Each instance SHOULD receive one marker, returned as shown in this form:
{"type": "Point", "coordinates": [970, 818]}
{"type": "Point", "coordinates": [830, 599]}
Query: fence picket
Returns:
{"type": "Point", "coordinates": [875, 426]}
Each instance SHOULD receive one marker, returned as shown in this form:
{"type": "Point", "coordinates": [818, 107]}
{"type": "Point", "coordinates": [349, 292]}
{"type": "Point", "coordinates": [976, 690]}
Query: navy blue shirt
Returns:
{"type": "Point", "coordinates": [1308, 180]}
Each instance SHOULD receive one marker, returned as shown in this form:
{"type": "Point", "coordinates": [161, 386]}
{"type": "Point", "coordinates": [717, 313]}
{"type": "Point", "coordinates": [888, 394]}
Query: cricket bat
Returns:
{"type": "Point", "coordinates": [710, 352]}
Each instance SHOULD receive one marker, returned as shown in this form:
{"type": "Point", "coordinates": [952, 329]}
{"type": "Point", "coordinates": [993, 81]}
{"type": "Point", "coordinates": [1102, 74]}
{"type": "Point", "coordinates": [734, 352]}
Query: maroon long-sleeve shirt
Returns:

> Aim: Can you output all the lines above as a numbered list, leaving out any blank ones?

> Final result:
1. Each instance SHOULD receive one marker, returned as shown in this form:
2. {"type": "Point", "coordinates": [970, 818]}
3. {"type": "Point", "coordinates": [830, 599]}
4. Query: fence picket
5. Returns:
6. {"type": "Point", "coordinates": [875, 426]}
7. Each instance SHOULD receive one marker, returned as shown in this form:
8. {"type": "Point", "coordinates": [818, 107]}
9. {"type": "Point", "coordinates": [349, 292]}
10. {"type": "Point", "coordinates": [976, 690]}
11. Query: navy blue shirt
12. Returns:
13. {"type": "Point", "coordinates": [1308, 180]}
14. Each instance SHOULD receive one marker, returned as shown in this form:
15. {"type": "Point", "coordinates": [161, 386]}
16. {"type": "Point", "coordinates": [717, 313]}
17. {"type": "Point", "coordinates": [888, 394]}
18. Query: cricket bat
19. Returns:
20. {"type": "Point", "coordinates": [710, 352]}
21. Each instance SHOULD receive one marker, returned as shown in this form:
22. {"type": "Point", "coordinates": [952, 329]}
23. {"type": "Point", "coordinates": [993, 81]}
24. {"type": "Point", "coordinates": [1102, 74]}
25. {"type": "Point", "coordinates": [734, 352]}
26. Query: maroon long-sleeve shirt
27. Returns:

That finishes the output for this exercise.